**Written task:** Multiply every bounding box coordinate in the answers by 1.6, rounding to whole numbers with halves going up, and copy out only the records from the line that contains "headlight. Produce a bounding box for every instance." through the line that contains "[0,187,403,832]", requests included. Leave the numbers in the requests unchanged.

★ ★ ★ ★ ★ ★ ★

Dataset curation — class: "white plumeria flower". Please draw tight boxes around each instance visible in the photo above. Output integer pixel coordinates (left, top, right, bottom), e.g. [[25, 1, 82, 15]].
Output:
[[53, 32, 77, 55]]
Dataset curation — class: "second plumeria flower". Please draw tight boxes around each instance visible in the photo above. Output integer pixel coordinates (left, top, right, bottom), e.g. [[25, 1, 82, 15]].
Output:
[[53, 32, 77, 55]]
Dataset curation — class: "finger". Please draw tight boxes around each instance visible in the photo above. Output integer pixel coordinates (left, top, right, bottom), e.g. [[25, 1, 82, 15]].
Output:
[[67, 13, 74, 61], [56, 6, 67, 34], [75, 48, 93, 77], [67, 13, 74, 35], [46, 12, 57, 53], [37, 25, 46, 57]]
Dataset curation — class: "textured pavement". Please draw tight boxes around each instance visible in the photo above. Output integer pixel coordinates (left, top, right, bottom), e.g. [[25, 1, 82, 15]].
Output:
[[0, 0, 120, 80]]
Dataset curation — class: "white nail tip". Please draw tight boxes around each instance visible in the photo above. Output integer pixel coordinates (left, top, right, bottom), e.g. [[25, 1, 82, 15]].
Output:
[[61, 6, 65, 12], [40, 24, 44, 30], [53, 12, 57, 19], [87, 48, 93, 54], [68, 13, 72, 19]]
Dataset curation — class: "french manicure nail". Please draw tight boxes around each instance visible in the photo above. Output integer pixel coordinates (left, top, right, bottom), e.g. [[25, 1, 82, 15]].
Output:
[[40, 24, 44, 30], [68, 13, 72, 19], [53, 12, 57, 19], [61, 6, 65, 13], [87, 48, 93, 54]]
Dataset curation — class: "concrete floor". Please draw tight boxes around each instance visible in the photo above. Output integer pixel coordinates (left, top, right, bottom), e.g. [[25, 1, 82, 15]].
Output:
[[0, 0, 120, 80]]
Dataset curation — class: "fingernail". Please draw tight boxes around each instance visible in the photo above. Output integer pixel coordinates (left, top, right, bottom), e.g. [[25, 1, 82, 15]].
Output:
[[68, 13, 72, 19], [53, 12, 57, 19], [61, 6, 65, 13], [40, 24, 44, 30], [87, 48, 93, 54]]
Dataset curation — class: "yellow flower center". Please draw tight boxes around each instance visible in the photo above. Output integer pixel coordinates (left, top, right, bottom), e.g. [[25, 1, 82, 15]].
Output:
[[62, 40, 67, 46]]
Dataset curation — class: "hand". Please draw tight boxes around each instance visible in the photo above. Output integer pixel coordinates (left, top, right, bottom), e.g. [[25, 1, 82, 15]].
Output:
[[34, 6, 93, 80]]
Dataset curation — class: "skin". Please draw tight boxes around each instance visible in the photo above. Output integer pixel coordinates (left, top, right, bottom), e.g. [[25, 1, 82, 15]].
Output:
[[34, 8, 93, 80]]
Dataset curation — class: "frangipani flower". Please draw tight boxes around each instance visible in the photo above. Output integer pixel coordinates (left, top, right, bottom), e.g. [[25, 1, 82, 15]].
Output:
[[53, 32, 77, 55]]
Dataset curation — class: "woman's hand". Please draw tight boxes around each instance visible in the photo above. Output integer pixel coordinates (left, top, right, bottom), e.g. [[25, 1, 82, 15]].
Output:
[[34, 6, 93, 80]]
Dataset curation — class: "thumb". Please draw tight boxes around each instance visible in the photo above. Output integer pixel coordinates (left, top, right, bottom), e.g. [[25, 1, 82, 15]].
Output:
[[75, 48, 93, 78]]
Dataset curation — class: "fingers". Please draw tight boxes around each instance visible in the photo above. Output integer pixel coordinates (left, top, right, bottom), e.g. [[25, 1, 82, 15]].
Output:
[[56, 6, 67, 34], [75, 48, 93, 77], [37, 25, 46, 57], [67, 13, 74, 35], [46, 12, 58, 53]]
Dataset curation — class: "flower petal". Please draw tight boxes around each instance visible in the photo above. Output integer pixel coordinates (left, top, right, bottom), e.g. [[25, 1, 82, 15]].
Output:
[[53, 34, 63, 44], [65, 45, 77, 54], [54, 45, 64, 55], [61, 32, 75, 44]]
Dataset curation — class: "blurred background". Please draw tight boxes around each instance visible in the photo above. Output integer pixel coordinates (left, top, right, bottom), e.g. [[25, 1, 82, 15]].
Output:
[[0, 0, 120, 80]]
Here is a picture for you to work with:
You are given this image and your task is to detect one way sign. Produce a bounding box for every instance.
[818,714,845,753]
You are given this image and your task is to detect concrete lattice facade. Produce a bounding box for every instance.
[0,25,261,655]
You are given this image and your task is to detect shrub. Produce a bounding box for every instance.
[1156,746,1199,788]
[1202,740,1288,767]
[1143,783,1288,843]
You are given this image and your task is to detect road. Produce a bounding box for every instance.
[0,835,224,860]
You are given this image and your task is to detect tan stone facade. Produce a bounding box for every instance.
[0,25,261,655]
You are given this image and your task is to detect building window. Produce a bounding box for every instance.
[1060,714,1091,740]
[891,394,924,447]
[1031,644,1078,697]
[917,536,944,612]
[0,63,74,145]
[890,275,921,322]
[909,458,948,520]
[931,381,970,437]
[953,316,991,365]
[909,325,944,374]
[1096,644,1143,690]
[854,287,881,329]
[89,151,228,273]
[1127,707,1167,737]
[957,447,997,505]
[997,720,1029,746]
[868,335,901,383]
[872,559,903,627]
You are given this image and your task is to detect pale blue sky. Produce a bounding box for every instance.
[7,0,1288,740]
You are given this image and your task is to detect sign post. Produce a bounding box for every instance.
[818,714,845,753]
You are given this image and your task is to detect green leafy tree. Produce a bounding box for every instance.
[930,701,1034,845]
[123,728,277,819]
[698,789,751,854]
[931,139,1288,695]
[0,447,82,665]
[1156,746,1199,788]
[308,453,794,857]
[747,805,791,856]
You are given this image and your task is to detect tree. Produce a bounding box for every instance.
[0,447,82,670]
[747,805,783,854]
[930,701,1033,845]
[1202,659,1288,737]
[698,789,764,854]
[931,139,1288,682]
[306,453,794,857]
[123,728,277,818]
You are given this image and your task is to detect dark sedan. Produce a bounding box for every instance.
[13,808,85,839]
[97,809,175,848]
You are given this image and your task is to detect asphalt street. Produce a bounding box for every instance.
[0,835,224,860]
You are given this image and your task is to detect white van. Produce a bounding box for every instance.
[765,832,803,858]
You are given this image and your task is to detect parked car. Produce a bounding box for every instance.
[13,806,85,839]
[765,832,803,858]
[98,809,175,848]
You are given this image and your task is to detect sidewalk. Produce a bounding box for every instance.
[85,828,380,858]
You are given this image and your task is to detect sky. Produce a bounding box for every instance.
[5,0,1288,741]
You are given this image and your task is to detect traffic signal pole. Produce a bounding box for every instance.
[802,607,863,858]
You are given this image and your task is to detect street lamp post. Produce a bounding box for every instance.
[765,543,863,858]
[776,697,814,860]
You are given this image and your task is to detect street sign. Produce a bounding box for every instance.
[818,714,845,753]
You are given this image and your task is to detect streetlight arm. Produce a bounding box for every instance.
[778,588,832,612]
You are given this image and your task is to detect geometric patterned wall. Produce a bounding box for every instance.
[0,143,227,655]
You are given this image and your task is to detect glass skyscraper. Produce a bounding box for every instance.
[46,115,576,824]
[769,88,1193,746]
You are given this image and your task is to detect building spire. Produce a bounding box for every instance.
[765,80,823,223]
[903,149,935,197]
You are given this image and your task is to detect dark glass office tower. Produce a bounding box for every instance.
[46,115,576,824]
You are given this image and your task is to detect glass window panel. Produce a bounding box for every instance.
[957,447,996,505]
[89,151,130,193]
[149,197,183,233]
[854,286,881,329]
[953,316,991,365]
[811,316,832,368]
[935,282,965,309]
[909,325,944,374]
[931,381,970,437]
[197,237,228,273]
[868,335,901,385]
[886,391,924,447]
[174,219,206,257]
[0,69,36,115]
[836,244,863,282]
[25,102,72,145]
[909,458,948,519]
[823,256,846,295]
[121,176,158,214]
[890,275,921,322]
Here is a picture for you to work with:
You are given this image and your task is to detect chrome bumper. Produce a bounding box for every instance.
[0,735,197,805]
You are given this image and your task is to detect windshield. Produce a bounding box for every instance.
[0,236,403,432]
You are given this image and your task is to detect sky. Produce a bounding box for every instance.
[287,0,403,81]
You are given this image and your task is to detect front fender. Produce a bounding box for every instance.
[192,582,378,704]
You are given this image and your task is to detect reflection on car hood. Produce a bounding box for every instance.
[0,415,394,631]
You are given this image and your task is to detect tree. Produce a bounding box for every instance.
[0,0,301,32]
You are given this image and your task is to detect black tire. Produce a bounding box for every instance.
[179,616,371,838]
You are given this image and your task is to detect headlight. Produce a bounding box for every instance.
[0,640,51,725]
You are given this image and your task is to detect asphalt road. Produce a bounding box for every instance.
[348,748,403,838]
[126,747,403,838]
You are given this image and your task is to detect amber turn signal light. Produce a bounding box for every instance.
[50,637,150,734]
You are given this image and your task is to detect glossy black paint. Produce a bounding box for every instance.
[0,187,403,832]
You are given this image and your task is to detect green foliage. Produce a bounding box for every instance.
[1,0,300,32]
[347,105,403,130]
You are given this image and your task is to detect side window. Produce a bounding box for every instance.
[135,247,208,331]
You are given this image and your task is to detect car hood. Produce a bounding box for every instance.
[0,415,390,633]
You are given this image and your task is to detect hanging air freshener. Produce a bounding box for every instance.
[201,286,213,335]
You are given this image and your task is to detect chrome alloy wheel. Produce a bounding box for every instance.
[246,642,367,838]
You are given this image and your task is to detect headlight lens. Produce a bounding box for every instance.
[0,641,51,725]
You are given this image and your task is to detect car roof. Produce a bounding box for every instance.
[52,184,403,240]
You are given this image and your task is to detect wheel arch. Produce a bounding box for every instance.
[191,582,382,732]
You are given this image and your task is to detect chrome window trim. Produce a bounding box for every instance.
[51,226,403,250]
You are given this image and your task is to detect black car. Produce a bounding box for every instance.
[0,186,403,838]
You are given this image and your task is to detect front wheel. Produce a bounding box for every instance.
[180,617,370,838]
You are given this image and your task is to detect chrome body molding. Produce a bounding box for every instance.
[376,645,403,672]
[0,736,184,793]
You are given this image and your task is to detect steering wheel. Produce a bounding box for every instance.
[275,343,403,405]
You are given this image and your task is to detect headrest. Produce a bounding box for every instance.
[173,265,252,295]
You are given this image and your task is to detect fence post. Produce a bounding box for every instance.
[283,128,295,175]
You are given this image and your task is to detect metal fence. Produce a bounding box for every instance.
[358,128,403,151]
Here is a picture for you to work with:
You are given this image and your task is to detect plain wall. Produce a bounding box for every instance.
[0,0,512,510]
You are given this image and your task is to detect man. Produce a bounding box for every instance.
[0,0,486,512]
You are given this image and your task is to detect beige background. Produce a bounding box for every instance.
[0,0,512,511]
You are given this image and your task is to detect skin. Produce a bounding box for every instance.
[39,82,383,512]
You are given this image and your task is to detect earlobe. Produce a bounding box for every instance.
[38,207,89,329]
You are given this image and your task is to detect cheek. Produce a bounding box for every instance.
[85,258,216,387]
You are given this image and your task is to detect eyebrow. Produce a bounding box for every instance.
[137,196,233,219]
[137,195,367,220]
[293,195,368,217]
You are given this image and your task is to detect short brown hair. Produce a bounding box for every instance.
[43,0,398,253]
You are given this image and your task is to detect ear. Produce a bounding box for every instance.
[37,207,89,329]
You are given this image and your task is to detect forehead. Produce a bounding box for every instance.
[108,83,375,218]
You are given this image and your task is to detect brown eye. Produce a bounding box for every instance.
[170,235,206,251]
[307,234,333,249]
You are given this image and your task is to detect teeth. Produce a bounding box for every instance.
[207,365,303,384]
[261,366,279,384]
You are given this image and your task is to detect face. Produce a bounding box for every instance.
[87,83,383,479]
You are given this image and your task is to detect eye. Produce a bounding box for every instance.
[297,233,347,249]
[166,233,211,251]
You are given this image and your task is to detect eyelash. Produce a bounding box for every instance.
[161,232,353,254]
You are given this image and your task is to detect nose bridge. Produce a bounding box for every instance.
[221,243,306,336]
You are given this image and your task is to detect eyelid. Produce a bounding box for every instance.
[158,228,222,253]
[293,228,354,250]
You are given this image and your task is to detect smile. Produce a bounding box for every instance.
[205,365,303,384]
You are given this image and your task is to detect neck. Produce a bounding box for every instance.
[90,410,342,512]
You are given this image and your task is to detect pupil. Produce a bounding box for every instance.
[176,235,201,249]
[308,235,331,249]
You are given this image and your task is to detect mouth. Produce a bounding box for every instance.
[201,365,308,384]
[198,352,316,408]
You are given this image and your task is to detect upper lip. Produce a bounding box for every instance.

★ ★ ★ ★ ★ ★ ★

**Solution for this problem:**
You are given this image and your task is to detect headlight. Produce a bounding box for every instance.
[0,1024,82,1160]
You are given this image and your task is to detect asphalt road. Produce a bounding box for every instance.
[557,1197,645,1341]
[202,1195,645,1341]
You are given this image and your task is to detect amber turn signal light. Produce a bounding box for every instance.
[80,1019,240,1174]
You are given this image and your task is to detect glossy black paint. Produce a bounding box for every instance.
[0,299,645,1331]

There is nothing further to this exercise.